— START OF Supplied material —
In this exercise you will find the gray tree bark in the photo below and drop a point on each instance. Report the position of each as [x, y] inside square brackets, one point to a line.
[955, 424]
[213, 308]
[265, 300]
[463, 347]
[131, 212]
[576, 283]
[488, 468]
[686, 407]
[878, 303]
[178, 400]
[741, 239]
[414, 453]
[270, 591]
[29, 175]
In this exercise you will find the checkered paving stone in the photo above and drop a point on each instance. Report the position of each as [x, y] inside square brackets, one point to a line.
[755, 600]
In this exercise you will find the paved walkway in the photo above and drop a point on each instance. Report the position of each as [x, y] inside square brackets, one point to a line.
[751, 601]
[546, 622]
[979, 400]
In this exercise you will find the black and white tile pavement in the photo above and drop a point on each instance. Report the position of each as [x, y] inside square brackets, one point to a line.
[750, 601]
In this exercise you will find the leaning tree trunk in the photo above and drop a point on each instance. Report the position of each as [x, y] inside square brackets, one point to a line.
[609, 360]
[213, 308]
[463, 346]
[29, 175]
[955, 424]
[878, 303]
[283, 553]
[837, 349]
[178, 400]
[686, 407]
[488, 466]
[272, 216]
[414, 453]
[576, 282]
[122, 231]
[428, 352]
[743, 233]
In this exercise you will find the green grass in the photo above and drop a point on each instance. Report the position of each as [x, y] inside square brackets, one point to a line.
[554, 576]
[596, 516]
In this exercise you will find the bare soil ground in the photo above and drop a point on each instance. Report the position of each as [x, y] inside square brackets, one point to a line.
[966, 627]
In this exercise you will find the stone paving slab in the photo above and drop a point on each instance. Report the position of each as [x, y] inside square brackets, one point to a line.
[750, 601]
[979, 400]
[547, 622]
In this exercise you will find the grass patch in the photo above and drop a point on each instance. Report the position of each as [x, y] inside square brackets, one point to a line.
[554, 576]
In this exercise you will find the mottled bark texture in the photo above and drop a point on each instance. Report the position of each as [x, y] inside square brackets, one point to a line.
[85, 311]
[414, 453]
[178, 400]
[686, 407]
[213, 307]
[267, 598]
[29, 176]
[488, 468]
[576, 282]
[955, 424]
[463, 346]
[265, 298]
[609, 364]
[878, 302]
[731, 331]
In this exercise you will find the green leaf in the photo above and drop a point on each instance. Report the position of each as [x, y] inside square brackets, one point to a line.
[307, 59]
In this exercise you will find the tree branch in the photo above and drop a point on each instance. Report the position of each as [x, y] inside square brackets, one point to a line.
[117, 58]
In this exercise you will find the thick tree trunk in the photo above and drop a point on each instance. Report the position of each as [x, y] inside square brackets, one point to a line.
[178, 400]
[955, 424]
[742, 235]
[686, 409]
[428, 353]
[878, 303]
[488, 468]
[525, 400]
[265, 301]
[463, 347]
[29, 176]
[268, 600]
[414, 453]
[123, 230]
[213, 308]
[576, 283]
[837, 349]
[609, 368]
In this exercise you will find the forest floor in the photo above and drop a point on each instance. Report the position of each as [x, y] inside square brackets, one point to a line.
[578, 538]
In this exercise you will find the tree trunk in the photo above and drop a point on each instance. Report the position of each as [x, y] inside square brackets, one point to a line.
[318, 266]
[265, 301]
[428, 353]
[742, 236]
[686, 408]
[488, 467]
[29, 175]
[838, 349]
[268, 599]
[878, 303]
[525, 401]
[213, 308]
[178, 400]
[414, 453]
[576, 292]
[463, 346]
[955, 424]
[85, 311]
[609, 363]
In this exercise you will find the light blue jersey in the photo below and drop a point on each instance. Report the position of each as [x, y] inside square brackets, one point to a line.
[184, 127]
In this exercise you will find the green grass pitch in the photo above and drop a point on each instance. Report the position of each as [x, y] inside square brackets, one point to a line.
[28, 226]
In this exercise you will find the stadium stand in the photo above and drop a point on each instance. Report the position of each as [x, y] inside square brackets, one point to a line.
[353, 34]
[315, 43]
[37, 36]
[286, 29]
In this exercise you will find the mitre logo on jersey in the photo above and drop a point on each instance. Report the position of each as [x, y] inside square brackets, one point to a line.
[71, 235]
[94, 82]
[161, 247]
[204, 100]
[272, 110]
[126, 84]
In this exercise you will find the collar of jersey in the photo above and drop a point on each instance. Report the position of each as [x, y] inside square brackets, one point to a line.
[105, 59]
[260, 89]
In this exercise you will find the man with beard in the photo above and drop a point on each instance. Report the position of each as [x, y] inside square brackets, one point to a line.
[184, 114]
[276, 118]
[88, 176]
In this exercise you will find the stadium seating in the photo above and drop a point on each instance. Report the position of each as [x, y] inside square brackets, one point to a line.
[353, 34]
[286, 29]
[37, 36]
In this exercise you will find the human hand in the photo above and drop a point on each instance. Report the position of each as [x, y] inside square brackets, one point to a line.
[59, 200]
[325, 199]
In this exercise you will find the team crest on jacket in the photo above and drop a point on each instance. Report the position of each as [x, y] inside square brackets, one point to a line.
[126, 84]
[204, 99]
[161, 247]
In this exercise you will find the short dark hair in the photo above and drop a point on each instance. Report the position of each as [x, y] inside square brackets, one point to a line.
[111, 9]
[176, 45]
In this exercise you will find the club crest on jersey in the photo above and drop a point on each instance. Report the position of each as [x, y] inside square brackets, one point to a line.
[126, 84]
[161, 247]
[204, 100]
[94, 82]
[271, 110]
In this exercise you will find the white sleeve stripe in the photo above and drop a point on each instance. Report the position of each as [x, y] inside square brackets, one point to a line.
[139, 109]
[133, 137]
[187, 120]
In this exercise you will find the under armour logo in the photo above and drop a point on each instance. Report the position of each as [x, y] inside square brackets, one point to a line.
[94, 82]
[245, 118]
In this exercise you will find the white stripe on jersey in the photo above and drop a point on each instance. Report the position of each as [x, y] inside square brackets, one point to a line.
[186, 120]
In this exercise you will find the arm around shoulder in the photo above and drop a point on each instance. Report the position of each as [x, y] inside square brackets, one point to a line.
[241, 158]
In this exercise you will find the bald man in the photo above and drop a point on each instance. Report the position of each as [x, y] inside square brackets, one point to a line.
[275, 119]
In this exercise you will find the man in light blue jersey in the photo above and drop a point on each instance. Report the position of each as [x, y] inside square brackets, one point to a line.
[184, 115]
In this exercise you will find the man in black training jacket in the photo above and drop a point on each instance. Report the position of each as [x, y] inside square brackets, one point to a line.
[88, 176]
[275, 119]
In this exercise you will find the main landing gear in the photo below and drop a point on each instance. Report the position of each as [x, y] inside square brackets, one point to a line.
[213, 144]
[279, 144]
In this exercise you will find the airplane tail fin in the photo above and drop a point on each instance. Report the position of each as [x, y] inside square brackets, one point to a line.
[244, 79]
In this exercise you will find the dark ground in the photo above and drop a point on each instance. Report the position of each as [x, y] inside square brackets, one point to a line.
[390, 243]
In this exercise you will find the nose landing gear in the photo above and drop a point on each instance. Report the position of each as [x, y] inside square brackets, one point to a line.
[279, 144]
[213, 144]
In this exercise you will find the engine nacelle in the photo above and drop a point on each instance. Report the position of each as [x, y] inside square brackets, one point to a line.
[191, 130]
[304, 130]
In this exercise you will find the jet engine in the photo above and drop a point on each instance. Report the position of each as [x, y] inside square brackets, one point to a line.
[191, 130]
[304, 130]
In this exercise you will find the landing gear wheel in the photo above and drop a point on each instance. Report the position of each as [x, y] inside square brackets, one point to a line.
— END OF Supplied material —
> Task description
Set down every record above exactly as given.

> Solution to this problem
In this exercise you will find the gray tree bark in the photo below and drop a point on each instance. Report the position of each as [x, y] inside square brackets, one point to a line.
[955, 424]
[213, 308]
[265, 300]
[463, 347]
[131, 212]
[576, 283]
[488, 468]
[686, 407]
[878, 303]
[178, 400]
[741, 239]
[414, 453]
[270, 591]
[29, 175]
In this exercise you will find the checkered paving stone in the photo above and drop a point on each instance. Report the position of each as [x, y] inside square brackets, one point to a line.
[755, 600]
In this exercise you will find the paved walkway in the photo above and drop a point on each instance. Report the position of each as [x, y] inside square brackets, one point to a line.
[751, 601]
[546, 622]
[979, 400]
In this exercise you will find the black and white tile pavement in the photo above and drop a point on each instance. Report the position of each as [x, y] inside square brackets, one point to a line.
[750, 601]
In this exercise you will find the leaning tree trunk in the photo above and drop a point on each instance. Report the position of each as [x, y] inside square brackets, one point to a line.
[609, 360]
[213, 308]
[463, 346]
[29, 175]
[955, 424]
[878, 303]
[283, 553]
[837, 349]
[178, 400]
[686, 407]
[488, 466]
[272, 216]
[414, 453]
[576, 282]
[122, 231]
[428, 352]
[743, 233]
In this exercise you will find the green grass in the photo above and drop a point on each instance. Report the position of each as [x, y] inside square brackets, one point to a line.
[554, 576]
[596, 516]
In this exercise you will find the bare soil ground in the photo above and drop a point on each instance. Report the position of each as [x, y] inside square brackets, one point to a line.
[966, 627]
In this exercise you will find the stone paving slab in the photo above and drop a point on each instance. Report the position of each as [x, y] inside square brackets, one point to a line.
[750, 601]
[979, 400]
[547, 622]
In this exercise you will find the grass patch in the photo above and drop a point on each instance. Report the position of each as [x, y] inside square brackets, one point to a line.
[554, 576]
In this exercise you will find the mottled bark texture in the photo above and drop a point on each instance. Report the position of each as [x, y] inside square brackets, one point to a line.
[85, 311]
[414, 453]
[178, 400]
[686, 407]
[213, 307]
[267, 598]
[29, 176]
[488, 468]
[576, 282]
[955, 424]
[463, 346]
[265, 298]
[609, 364]
[878, 302]
[731, 331]
In this exercise you will find the green leaf in the photo above and drop a point on each instance. Report the position of each as [x, y] inside square brackets, one point to a line.
[307, 59]
In this exercise you will find the tree branch in the photo above and drop a point on each instance. Report the position of each as [x, y] inside square brackets, one point to a line.
[117, 58]
In this exercise you will find the thick tree trunk in the photo above and drop a point on each instance. Report the position of each as [x, y] inside square brackets, one point to a line.
[178, 400]
[955, 424]
[742, 235]
[686, 409]
[428, 353]
[878, 303]
[488, 468]
[525, 400]
[265, 301]
[463, 347]
[29, 176]
[268, 600]
[414, 453]
[123, 230]
[213, 308]
[576, 283]
[837, 349]
[609, 368]
In this exercise you will find the forest floor in the photo above and drop a point on each instance. Report the position of each as [x, y] inside square brackets, one point to a line.
[578, 538]
In this exercise you will find the tree trunk in the photo above and drop a point on each instance. Report the position of each as [x, y] inside square brackets, one point to a line.
[318, 266]
[265, 301]
[428, 353]
[742, 236]
[686, 408]
[488, 467]
[29, 175]
[838, 349]
[268, 599]
[878, 303]
[525, 401]
[213, 308]
[178, 400]
[414, 453]
[576, 292]
[463, 346]
[955, 424]
[85, 311]
[609, 363]
In this exercise you will find the light blue jersey in the photo below and drop a point on each instance. Report the position of each as [x, y] inside square brackets, one point to a line.
[184, 127]
In this exercise you will find the green grass pitch in the photo above and drop a point on each instance. Report the position of each as [x, y] inside square brackets, one point to a line.
[28, 226]
In this exercise you will find the stadium stand in the photo above and drop a point on each instance. Report the position of each as [x, y] inside square brackets, one point to a line.
[353, 34]
[315, 43]
[37, 36]
[286, 29]
In this exercise you will find the mitre logo on jersey in the photo above and drop a point on each instance. Report the position of each as [x, y] inside square brackets, one point to a line.
[71, 235]
[94, 82]
[161, 247]
[204, 100]
[272, 110]
[126, 84]
In this exercise you will find the collar of jersey in the photo above and drop a point on each instance. Report the position of each as [x, y] inside square brackets, one point to a line.
[105, 59]
[260, 89]
In this exercise you will find the man with beard in the photo above and drop a point on each instance. Report the position of each as [x, y] inside square brackets, one point to a line.
[184, 114]
[276, 118]
[88, 176]
In this exercise you will find the stadium seating in the photo above and drop a point on each instance. Report the position of each as [x, y] inside square brackets, one point to a line.
[353, 34]
[286, 29]
[37, 36]
In this exercise you will find the human hand in the photo above and drop a point on each instance. Report the position of each as [x, y] inside square brackets, one point to a line.
[59, 200]
[325, 199]
In this exercise you will find the team crest on jacket in the photo above and drop a point on each instance. Report the position of each as [x, y] inside square brackets, one point to a line.
[126, 84]
[204, 99]
[161, 247]
In this exercise you will find the short dark hair in the photo above and drop a point on each instance. Report the position of each as [x, y] inside square brackets, one point to a line.
[111, 9]
[176, 45]
In this exercise you will find the club crest on jersey in the photo above and drop a point on each instance. Report the position of each as [x, y] inside square brackets, one point to a line.
[126, 84]
[161, 247]
[204, 100]
[94, 82]
[271, 110]
In this exercise you will find the white sleeve stripe in the photo above and drop a point on each instance. Report the position of each as [x, y] inside square brackets, one point to a line.
[139, 109]
[133, 137]
[187, 120]
In this exercise you will find the under armour logo in the photo above and drop a point on each instance. Report the position of each as [x, y] inside square brackets, one point to a line.
[94, 82]
[245, 118]
In this exercise you will find the white stripe on jersey in the photo above and drop a point on each instance. Report the position of each as [x, y] inside square brackets, one point to a line.
[186, 120]
In this exercise you will find the arm around shoulder in the photo above and drop a point on each instance. Report the position of each as [x, y] inside square brackets, one point to a line.
[241, 158]
In this exercise you will find the bald man in the photo above and drop a point on each instance. Report the position of each as [x, y] inside square brackets, one point to a line.
[275, 119]
In this exercise you will find the man in light blue jersey in the photo above and drop a point on each instance. Report the position of each as [x, y] inside square brackets, one point to a line.
[184, 115]
In this exercise you will find the man in black training jacket in the photo above and drop a point on each instance. Report the position of each as [x, y] inside square brackets, one point to a line.
[88, 176]
[275, 119]
In this exercise you will find the main landing gear in the photo below and drop a point on each instance. Report the position of each as [x, y] inside square brackets, one point to a line.
[213, 144]
[279, 144]
In this exercise you will find the airplane tail fin in the photo above and drop a point on each instance. Report the position of each as [x, y] inside square brackets, one point to a line.
[244, 79]
In this exercise you will find the dark ground in the photo above and drop a point on each instance. Report the position of each as [x, y] inside square brackets, one point to a line.
[390, 243]
In this exercise you will find the nose landing gear in the photo above and drop a point on each instance. Report the position of each as [x, y] inside square brackets, one point to a line.
[279, 144]
[213, 144]
In this exercise you will find the engine nacelle in the photo above and drop a point on each instance. Report the position of each as [x, y] inside square brackets, one point to a line.
[191, 130]
[304, 130]
In this exercise you will find the jet engine in the photo above and drop a point on each instance. Report the position of each as [x, y] inside square brackets, one point to a line.
[191, 130]
[304, 130]
In this exercise you will find the landing gear wheel in the photo above and drop a point on each instance. Report the position of each as [x, y] inside square brackets, one point to a line.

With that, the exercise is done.